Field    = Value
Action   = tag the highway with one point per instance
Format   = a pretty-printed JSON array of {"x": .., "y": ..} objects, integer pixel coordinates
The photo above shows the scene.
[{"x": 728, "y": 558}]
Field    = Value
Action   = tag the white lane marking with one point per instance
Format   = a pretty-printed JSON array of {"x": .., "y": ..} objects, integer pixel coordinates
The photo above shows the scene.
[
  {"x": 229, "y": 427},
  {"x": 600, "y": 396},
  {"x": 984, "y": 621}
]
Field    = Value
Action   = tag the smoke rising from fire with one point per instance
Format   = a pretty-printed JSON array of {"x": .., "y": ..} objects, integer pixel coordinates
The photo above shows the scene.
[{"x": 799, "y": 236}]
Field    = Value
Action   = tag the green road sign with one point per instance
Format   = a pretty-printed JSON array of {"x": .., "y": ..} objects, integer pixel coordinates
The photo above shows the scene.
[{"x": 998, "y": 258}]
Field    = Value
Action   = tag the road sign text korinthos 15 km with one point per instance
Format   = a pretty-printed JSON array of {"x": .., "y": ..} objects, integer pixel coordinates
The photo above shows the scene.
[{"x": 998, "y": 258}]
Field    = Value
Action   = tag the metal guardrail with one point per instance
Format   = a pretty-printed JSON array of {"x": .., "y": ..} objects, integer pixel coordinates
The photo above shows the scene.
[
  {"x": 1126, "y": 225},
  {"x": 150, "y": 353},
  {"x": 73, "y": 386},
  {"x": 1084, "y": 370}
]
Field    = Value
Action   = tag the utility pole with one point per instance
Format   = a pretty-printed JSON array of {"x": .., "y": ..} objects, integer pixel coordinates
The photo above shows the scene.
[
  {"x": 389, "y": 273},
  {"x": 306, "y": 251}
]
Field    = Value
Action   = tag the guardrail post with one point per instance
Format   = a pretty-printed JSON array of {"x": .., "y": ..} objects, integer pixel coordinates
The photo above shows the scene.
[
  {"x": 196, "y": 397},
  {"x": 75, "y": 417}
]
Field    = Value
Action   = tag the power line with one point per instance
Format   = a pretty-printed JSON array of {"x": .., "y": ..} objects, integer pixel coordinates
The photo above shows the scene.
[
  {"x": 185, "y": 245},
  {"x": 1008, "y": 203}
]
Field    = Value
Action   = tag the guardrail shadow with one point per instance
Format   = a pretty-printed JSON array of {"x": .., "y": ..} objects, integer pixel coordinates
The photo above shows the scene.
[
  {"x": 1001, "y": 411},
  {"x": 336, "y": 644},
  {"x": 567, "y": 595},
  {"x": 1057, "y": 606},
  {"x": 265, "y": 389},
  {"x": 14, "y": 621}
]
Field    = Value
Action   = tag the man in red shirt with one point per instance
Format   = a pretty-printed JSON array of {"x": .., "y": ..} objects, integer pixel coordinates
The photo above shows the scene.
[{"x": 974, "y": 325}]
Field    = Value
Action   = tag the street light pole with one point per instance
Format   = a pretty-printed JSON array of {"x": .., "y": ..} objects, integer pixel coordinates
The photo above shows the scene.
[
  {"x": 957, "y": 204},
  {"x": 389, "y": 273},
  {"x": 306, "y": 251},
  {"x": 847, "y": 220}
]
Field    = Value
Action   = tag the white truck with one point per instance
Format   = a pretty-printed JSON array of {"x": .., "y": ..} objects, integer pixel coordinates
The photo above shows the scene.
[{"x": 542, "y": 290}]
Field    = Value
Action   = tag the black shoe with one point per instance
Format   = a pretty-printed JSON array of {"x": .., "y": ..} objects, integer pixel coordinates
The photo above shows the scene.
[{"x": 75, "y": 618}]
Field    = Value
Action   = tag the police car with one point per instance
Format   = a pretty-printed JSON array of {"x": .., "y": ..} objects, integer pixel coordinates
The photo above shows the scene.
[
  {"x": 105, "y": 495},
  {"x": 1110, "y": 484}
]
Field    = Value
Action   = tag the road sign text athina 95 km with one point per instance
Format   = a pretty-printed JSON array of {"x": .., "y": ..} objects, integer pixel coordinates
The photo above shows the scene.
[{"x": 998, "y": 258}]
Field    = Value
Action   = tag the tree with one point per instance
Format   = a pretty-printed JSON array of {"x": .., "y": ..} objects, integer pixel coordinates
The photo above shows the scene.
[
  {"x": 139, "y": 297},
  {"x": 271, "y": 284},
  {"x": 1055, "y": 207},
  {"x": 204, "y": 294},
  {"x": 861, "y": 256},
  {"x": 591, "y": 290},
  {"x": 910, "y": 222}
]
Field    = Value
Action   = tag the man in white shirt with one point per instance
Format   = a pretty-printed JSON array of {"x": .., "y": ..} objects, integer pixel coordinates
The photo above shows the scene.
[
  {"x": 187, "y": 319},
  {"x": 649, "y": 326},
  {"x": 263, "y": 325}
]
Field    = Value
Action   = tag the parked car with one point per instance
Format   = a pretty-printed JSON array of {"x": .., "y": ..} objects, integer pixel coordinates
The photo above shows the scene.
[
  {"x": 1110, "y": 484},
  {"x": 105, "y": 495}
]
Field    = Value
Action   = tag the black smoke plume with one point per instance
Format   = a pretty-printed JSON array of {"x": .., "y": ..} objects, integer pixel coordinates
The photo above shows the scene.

------------------------------------------------------------

* **Goal**
All of the data needs to be reproduced exactly, with no line missing.

* **Solution for this exercise**
Field    = Value
Action   = tag the highway with one point per instance
Format   = a pretty-printed JSON array of {"x": .., "y": ..} objects, integer pixel coordinates
The photo above shows the scene.
[{"x": 728, "y": 558}]
Field    = Value
Action   = tag the white lane marking with one point per instance
Format   = a pretty-printed JSON array of {"x": .., "y": ..} objects, integer pixel coordinates
The photo above shows the scene.
[
  {"x": 229, "y": 427},
  {"x": 600, "y": 396},
  {"x": 984, "y": 621}
]
Field    = Value
Action   = tag the smoke rising from fire with one point per instance
Format   = a pretty-printed JSON array of {"x": .., "y": ..} objects, integer pixel coordinates
The photo above shows the scene.
[{"x": 799, "y": 236}]
Field    = Value
Action   = tag the green road sign with one point per instance
Format   = a pretty-printed JSON array of {"x": .., "y": ..} objects, integer pixel coordinates
The photo above shows the scene.
[{"x": 998, "y": 258}]
Field    = Value
Action   = tag the road sign text korinthos 15 km with one point per instance
Format   = a pretty-printed JSON array of {"x": .., "y": ..} objects, integer pixel coordinates
The photo above shows the scene.
[{"x": 998, "y": 258}]
Field    = Value
Action   = tag the metal guardrail with one point per instance
Format   = a pretty-printed JSON array of {"x": .., "y": ..} objects, integer pixel coordinates
The photo above shows the scene.
[
  {"x": 1126, "y": 225},
  {"x": 150, "y": 353},
  {"x": 73, "y": 386},
  {"x": 1084, "y": 370}
]
Field    = Value
Action   = tag the utility pole with one point per instance
Format   = a pretty-printed JSON array of {"x": .., "y": ..} objects, integer pixel coordinates
The photo above shows the scene.
[
  {"x": 389, "y": 273},
  {"x": 306, "y": 251}
]
Field    = Value
Action   = tag the guardrail post with one point per instance
Format   = a pretty-printed JSON array of {"x": .., "y": ..} objects, integer pixel coordinates
The photo above shows the scene.
[
  {"x": 196, "y": 397},
  {"x": 75, "y": 417}
]
Field    = Value
Action   = tag the power line with one point per instance
Format   = a pretty-printed JSON array of {"x": .., "y": ..} objects, integer pixel coordinates
The photo above shows the scene.
[
  {"x": 185, "y": 245},
  {"x": 1008, "y": 203}
]
Field    = Value
Action   = tag the guardrail shadow with one point per instance
Format   = a pretty-printed JSON array of {"x": .., "y": ..} objects, integer pixel coordinates
The photo above shows the scene.
[
  {"x": 1001, "y": 411},
  {"x": 336, "y": 644},
  {"x": 567, "y": 595},
  {"x": 1057, "y": 606},
  {"x": 265, "y": 389},
  {"x": 14, "y": 621}
]
Field    = Value
Action   = tag the man in red shirt with one point per instance
Format   = a pretty-printed JSON array of {"x": .., "y": ..} objects, integer pixel coordinates
The photo above shows the scene.
[{"x": 974, "y": 325}]
Field    = Value
Action   = tag the street light pole with one point per instance
Format   = a pretty-printed JSON array of {"x": .., "y": ..} objects, integer pixel coordinates
The photo above shows the scene.
[
  {"x": 957, "y": 204},
  {"x": 389, "y": 273},
  {"x": 306, "y": 251},
  {"x": 847, "y": 220}
]
Field    = Value
Action   = tag the white truck with one point per instance
Format   = a pretty-printed JSON array of {"x": .., "y": ..} objects, integer pixel coordinates
The photo above shows the scene.
[{"x": 542, "y": 290}]
Field    = Value
Action   = tag the black shoe with one point per instance
Format   = a pretty-printed JSON array of {"x": .., "y": ..} objects, integer pixel coordinates
The photo above shows the scene.
[{"x": 75, "y": 618}]
Field    = Value
Action   = tag the police car with one point per instance
Format   = a pretty-printed JSON array of {"x": .., "y": ..} objects, integer pixel coordinates
The photo above shows the scene.
[
  {"x": 105, "y": 495},
  {"x": 1110, "y": 484}
]
Field    = Value
Action   = tag the road sign text athina 95 km with one point per instance
Format   = a pretty-printed JSON array of {"x": .., "y": ..} objects, integer pixel coordinates
The photo above shows the scene.
[{"x": 998, "y": 258}]
Field    = Value
Action   = tag the tree with one point per instance
Format   = a pretty-printed JSON array of {"x": .., "y": ..} objects, integer pixel coordinates
The photo above shows the scene.
[
  {"x": 139, "y": 297},
  {"x": 271, "y": 284},
  {"x": 1055, "y": 207},
  {"x": 204, "y": 294},
  {"x": 861, "y": 256},
  {"x": 591, "y": 290},
  {"x": 910, "y": 222}
]
Field    = Value
Action   = tag the man in white shirt with one point per instance
Format   = a pretty-printed JSON array of {"x": .., "y": ..} objects, integer pixel coordinates
The photo above shows the scene.
[
  {"x": 187, "y": 319},
  {"x": 649, "y": 326},
  {"x": 263, "y": 325}
]
Field    = Value
Action   = tag the parked car with one point per instance
Format   = a pretty-printed JSON array of {"x": .., "y": ..} objects, integer pixel coordinates
The photo above shows the scene.
[
  {"x": 1110, "y": 484},
  {"x": 105, "y": 495}
]
Field    = Value
Action   = tag the black smoke plume with one point per instance
Format   = a pretty-printed JSON array of {"x": .., "y": ..} objects, integer pixel coordinates
The photo above shows the scene.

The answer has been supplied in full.